Output the records exactly as they appear, with no pictures included.

# START OF RECORDS FOR THE EXERCISE

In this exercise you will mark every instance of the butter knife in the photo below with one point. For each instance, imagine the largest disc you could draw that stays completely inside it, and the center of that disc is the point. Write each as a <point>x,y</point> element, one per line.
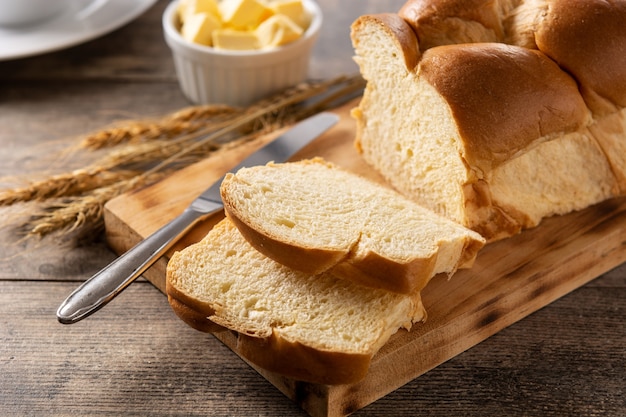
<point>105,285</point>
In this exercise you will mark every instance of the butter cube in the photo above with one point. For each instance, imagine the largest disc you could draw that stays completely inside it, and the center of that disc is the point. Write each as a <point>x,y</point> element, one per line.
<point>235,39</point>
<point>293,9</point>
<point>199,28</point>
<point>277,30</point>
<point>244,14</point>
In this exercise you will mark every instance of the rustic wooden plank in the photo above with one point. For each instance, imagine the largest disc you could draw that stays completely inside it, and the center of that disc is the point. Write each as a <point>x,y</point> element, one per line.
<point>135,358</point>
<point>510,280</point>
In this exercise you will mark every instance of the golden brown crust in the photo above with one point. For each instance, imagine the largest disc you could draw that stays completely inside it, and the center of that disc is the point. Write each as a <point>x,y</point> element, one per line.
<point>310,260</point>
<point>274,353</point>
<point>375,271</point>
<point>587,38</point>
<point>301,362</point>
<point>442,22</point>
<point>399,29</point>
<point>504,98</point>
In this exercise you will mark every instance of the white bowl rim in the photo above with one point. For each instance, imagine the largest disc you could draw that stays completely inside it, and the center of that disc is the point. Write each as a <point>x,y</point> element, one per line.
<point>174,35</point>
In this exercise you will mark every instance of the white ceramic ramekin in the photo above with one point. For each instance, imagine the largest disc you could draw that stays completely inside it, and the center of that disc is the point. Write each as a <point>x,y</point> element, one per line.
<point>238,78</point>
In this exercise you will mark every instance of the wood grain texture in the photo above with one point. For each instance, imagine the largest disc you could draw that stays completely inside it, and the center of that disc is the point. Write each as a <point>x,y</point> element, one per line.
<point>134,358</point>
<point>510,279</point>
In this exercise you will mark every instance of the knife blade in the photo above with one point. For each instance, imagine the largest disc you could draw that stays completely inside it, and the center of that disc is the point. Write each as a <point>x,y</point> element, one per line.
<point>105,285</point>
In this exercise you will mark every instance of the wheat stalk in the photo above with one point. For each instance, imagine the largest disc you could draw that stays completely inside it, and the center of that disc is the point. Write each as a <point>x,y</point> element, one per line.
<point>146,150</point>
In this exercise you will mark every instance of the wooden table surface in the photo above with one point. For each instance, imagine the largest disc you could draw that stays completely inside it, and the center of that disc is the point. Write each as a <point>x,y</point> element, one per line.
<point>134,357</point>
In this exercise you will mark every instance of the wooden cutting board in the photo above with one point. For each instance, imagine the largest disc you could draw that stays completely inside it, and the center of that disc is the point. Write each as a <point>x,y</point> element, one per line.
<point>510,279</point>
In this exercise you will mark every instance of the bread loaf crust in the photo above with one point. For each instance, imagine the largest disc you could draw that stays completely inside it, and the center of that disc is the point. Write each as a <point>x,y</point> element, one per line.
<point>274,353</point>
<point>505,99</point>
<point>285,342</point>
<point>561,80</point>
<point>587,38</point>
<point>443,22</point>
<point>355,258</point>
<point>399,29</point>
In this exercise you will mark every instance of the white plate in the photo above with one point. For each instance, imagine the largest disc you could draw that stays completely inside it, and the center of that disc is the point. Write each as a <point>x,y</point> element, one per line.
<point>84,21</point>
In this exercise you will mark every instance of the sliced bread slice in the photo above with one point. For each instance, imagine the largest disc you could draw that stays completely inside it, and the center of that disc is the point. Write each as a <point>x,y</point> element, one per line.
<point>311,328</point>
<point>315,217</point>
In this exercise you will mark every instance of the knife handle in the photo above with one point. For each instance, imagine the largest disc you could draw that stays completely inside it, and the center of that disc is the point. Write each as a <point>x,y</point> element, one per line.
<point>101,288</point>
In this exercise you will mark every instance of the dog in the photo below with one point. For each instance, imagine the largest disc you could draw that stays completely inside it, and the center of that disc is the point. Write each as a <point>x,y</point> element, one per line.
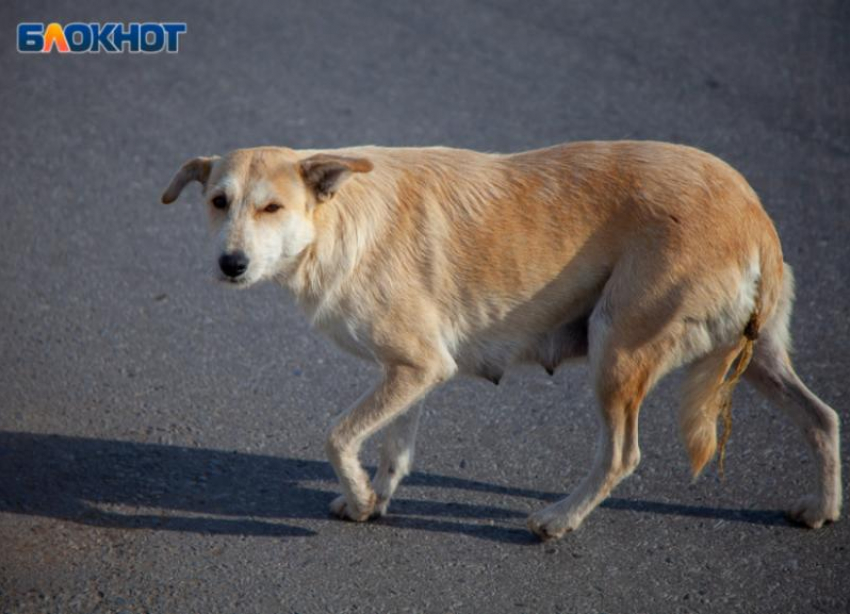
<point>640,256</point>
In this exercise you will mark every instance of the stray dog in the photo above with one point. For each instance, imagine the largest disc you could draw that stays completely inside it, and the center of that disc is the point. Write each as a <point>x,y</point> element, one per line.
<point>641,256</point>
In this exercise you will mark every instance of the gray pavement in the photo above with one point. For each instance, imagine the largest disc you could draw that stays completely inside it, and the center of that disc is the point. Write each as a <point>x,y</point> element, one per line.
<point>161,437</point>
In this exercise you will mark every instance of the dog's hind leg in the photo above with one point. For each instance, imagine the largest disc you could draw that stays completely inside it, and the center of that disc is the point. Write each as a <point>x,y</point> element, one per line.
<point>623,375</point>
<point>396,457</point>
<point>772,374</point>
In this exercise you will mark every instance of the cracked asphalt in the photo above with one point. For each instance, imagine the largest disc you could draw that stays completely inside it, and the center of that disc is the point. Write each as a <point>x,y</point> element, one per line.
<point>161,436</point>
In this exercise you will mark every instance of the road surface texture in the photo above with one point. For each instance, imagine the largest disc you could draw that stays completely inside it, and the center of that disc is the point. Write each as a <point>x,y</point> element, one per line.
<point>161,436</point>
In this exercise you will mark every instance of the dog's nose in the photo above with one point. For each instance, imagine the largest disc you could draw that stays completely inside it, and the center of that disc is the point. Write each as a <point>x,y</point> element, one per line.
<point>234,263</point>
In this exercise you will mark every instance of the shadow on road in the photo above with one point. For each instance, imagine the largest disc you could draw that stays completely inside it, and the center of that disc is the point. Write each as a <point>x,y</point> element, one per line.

# END OF RECORDS FOR THE EXERCISE

### WRITTEN ANSWER
In this exercise you will mark every instance of the butter knife in the photo below with one point. For each instance, imagine the largest disc you could draw that stays completely inside it, and the center of that disc is the point. Write each as a <point>x,y</point> element, one per line.
<point>105,285</point>
In this exercise you will mark every instance of the butter cube in the photo above with one point. For each instance, imagine the largest disc you could draw that stays completely inside it, and the center of that disc is the point. Write each as a <point>x,y</point> element, one per line.
<point>235,39</point>
<point>293,9</point>
<point>199,28</point>
<point>277,30</point>
<point>244,14</point>
In this exercise you will mark every instance of the rustic wooden plank in the photo above with one point. For each instance, imagine the largest disc you could draw that stays completely inside it, and the center of that disc is the point. Write each as a <point>x,y</point> element, one per line.
<point>135,358</point>
<point>510,280</point>
In this exercise you will mark every instance of the golden brown crust in the photo above with one point. For each instance, imagine the largest disc you could draw that stays completely inside it, and the center of that disc is the point. Write each as a <point>x,y</point> element, one per line.
<point>310,260</point>
<point>274,353</point>
<point>375,271</point>
<point>587,38</point>
<point>301,362</point>
<point>442,22</point>
<point>399,29</point>
<point>504,98</point>
In this exercise you will mark every instance of the white bowl rim in the photo above with one point. For each instance, imagine the largest disc you could draw that stays completely inside it, and the center of that disc is the point. Write each as a <point>x,y</point> element, one per line.
<point>174,35</point>
In this exercise you will mark every instance of the white ceramic ramekin in the photo above with one point. For each instance, imagine the largest disc you could draw that stays completely inside it, and the center of that disc is the point. Write each as a <point>x,y</point> element, one per line.
<point>238,78</point>
In this exercise you will mark every instance of the wood grain texture in the photo above with one point. For each instance, imagine the largest disc you could draw that stays completely inside it, and the center of that disc is the point. Write each as a <point>x,y</point> element, one per line.
<point>134,358</point>
<point>510,279</point>
In this exercise you will mark every instance of the knife blade in the photo above with one point. For each instance, imagine the largest disc you could draw that stays completely inside it, and the center of that disc is the point. Write each as a <point>x,y</point> element, one per line.
<point>105,285</point>
In this exercise you will mark every instance of the wheat stalk in the photo above with one point. For each instance, imagine the largest disc you could draw that stays completely inside it, and the center of that disc is the point. Write each as a <point>x,y</point> element, one per line.
<point>146,150</point>
In this exercise you will mark every instance of the wooden table surface in the photo above with one point. For each instance, imagine the largest disc you could draw that stays completely inside it, and the center of that disc is the point. Write each as a <point>x,y</point> element, one per line.
<point>134,357</point>
In this exercise you will mark every instance of the wooden cutting board in the photo above with one point. For each instance, imagine the largest disc you could draw that stays completely inside it, and the center of that disc is the point. Write each as a <point>x,y</point> element, one per line.
<point>510,279</point>
In this exercise you will mark every instance of the bread loaf crust in the photo above with one point. For each instance, imagine the largest disc you could draw that stays completely inside it, and the center of that disc is the point. Write each as a <point>x,y</point> element, one per line.
<point>274,353</point>
<point>505,99</point>
<point>285,342</point>
<point>561,80</point>
<point>587,38</point>
<point>443,22</point>
<point>355,258</point>
<point>399,29</point>
In this exercise you will mark every instance of the white plate in the photo above with one point. For each instance, imagine the largest disc you could draw that stays completely inside it, and the center of that disc is the point. Write each as a <point>x,y</point> element, one per line.
<point>84,21</point>
In this exercise you will mark every instance of the sliced bread slice in the photo above with one point. For each instance, imagine the largest disc you could draw that stays completely inside it, and the center of that disc is the point. Write each as a <point>x,y</point> element, one per line.
<point>311,328</point>
<point>315,217</point>
In this exercise you will mark every instance of the knife handle in the photo above with one point. For each instance, imagine the largest disc you could draw that stays completely inside it, and the center of that disc is the point. Write each as a <point>x,y</point> element, one per line.
<point>101,288</point>
In this exercise you will mark every instance of the dog in the photo below with one point. For each instance, imagine the largest disc you could draw that stays completely inside it, and the center of that disc is the point. Write each as a <point>x,y</point> element, one per line.
<point>640,256</point>
In this exercise you will mark every instance of the stray dog in the photo above with one point. For each instance, imagine the largest disc you could draw that stays completely inside it, and the center of that disc is the point. Write each as a <point>x,y</point> element, one per line.
<point>641,256</point>
In this exercise you will mark every instance of the gray pavement in the photo above with one point. For each instance, imagine the largest disc you could draw that stays completely inside it, and the center of that disc is the point. Write each as a <point>x,y</point> element, one per line.
<point>161,437</point>
In this exercise you will mark every instance of the dog's hind leg in the photo above with one point. For each instance, imagine the largest disc you could draw that stays completely inside it, and the center of that disc is the point. Write each as a <point>x,y</point> element, one per line.
<point>623,375</point>
<point>396,457</point>
<point>772,374</point>
In this exercise you will mark every instance of the cracked asphalt in the photo above with one point. For each instance, imagine the largest disc you could draw that stays completely inside it, and the center of that disc is the point. Write each as a <point>x,y</point> element, one per line.
<point>161,436</point>
In this exercise you will mark every instance of the road surface texture in the photo above with one point. For each instance, imagine the largest disc you could draw that stays completely inside it, and the center of that disc is the point. Write each as a <point>x,y</point> element, one per line.
<point>161,436</point>
In this exercise you will mark every instance of the dog's nose in the photo above with one point. For each instance, imagine the largest disc you could draw that stays completely inside it, and the center of that disc is the point. Write each as a <point>x,y</point> element, one per line.
<point>234,263</point>
In this exercise you will mark every instance of the shadow on road in the photo above with one point. For each instance, imagine the largest disc you could draw that stays completely inside it, and the center of that disc is the point. Write each as a <point>x,y</point> element, one per line.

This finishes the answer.